22 Jul 2016

Findings shed light on autoimmune role in thymus

Associate Professor Menno van Zelm
by Anne Crawford

It has been known for almost three decades that B cells exist in the thymus but their function there has been unclear. Associate Professor Menno van Zelm explored this neglected area and has arrived at world-first findings answering this riddle which may lead to a better understanding of the origin of autoimmune diseases.



B cells – immune system cells that make antibodies – are normally generated in bone marrow. Their counterpart, T cells, are specifically generated in the thymus and are involved in cellular immune responses.

A/Prof van Zelm, who heads the B Cell Differentiation Laboratory in the Monash Department of Immunology and Pathology, worked with researchers at the Erasmus Medical Centre in Rotterdam, the Netherlands, to test the idea that B cells found in the thymus were involved in selection of T cells.

T cells need to ‘see’ autoantigens during their development to make sure they recognise them – if not, they are deleted according to negative selection.

The team hypothesised that the B cells presented the autoantigens to the T cells, an idea that had been suggested previously but never proved, A/Prof van Zelm said.

The researchers used tissue from children who had part of their thymus removed before undergoing heart surgery so that cardiologists could better access the heart. They extracted B cells from the tissue, made recombinant antibodies for single B cells and then tested whether these antibodies could react against autoantigens.

“We found that relatively more of these B cells react to autoantigens than B cells that you would normally find in blood,” A/Prof van Zelm said. “The thymus seemed to be enriched for autoreactive B cells.”

Binding to autoantigens enables B cells to process these and present them to the T cells using MHC Class II molecules.

But more work is needed to test how important B cells are in thymic selection, he said.

The team’s paper, published in early June in The Journal of Immunology, has already met with a positive reception – the journal highlighted it as being among the edition’s top 10 per cent of articles.
━━━━━━━━━━━━━━━━━━━━
Problem to work on. In the order given, list the steps the article on B cells in the thymus says the researchers carried out with the thymus tissue. The lines that follow have no connection to the article on B cells in the thymus.
━━━━━━━━━━━━━━━━━━━━
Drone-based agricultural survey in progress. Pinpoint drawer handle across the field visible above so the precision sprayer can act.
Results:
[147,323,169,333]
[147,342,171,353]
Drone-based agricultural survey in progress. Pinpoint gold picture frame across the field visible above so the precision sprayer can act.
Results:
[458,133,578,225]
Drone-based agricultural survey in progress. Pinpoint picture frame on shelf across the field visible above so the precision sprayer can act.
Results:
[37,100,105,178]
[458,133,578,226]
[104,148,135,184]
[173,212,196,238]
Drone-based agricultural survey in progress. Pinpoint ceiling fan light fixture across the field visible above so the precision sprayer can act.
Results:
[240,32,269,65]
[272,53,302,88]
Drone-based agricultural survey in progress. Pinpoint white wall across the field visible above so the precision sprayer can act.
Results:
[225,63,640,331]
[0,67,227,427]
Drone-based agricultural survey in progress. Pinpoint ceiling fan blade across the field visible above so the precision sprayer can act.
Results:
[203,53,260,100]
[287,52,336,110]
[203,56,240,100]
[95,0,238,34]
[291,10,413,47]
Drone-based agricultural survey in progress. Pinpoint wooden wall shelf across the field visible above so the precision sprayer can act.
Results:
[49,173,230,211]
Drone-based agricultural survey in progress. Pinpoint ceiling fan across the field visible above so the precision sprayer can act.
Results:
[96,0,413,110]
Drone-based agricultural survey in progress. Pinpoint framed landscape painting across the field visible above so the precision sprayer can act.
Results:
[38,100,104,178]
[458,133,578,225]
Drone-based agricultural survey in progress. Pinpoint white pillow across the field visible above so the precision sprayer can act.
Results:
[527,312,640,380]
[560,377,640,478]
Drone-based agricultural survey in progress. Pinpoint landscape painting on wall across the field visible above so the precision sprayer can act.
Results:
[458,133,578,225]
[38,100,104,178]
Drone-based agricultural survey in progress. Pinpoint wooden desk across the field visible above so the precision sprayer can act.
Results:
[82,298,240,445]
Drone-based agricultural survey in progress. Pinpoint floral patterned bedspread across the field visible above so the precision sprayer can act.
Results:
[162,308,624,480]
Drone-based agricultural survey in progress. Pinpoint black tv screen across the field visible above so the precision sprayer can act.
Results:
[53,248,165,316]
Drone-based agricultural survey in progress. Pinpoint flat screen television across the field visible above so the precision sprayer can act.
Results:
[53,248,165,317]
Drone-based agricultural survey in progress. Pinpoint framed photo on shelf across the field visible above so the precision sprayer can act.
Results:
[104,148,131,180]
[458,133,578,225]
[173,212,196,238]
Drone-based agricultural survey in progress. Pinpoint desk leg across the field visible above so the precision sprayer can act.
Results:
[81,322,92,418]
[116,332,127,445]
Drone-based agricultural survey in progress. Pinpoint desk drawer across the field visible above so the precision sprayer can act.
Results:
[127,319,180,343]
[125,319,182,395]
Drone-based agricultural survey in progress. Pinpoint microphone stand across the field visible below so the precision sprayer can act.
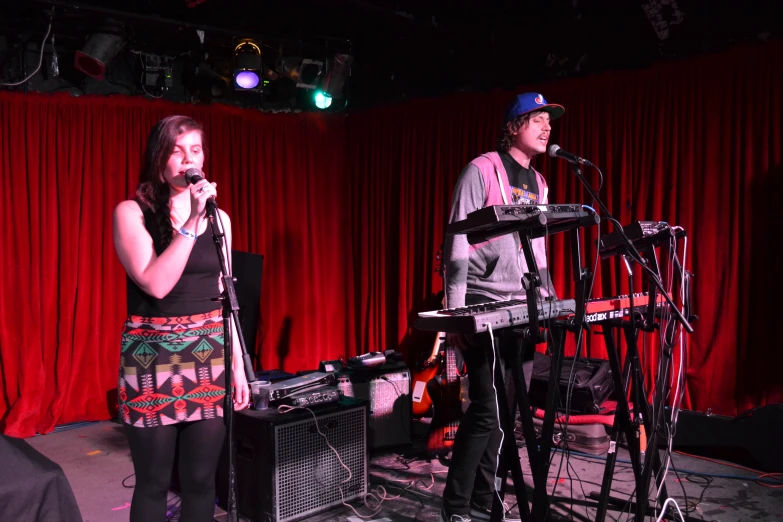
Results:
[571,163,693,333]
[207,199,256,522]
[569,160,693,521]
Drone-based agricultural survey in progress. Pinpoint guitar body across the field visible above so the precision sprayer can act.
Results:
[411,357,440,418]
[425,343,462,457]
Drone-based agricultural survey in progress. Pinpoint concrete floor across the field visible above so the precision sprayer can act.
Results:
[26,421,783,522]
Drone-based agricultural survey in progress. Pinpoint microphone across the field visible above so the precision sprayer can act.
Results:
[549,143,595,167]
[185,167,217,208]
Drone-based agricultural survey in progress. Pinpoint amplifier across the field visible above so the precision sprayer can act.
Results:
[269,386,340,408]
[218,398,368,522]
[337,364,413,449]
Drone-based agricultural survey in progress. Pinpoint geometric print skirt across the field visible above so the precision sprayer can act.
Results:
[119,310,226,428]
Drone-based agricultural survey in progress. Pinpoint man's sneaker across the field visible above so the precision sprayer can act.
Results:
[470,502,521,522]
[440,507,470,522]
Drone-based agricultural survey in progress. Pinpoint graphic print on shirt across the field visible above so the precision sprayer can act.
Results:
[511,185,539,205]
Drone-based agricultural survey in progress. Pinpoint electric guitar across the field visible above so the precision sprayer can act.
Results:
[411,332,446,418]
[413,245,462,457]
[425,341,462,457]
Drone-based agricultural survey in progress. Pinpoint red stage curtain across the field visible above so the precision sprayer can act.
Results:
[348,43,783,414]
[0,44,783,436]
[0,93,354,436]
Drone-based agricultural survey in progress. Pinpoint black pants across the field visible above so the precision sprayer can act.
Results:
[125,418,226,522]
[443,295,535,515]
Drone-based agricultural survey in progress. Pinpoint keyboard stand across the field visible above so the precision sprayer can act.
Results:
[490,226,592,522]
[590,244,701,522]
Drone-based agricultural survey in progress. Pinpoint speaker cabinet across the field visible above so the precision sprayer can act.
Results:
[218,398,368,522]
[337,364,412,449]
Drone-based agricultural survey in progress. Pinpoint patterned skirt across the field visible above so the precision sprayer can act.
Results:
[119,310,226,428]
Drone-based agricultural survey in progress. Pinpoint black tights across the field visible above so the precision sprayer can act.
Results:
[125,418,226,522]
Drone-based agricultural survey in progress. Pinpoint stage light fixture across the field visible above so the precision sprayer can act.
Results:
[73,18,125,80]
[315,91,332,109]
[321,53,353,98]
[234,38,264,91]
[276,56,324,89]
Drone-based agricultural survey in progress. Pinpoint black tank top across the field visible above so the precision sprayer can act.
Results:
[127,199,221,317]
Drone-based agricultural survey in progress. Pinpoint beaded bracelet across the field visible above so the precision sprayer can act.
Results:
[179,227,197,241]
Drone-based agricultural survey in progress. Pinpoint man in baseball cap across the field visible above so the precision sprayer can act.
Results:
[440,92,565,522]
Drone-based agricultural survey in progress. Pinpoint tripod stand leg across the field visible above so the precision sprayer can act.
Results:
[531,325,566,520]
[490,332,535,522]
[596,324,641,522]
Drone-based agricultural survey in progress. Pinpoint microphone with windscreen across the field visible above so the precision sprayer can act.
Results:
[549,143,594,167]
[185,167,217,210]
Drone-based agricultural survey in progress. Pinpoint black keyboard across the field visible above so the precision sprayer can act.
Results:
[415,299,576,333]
━━━━━━━━━━━━━━━━━━━━
Your response.
1. They extracted B cells from the tissue.
2. They made recombinant antibodies for single B cells.
3. They tested whether these antibodies could react against autoantigens.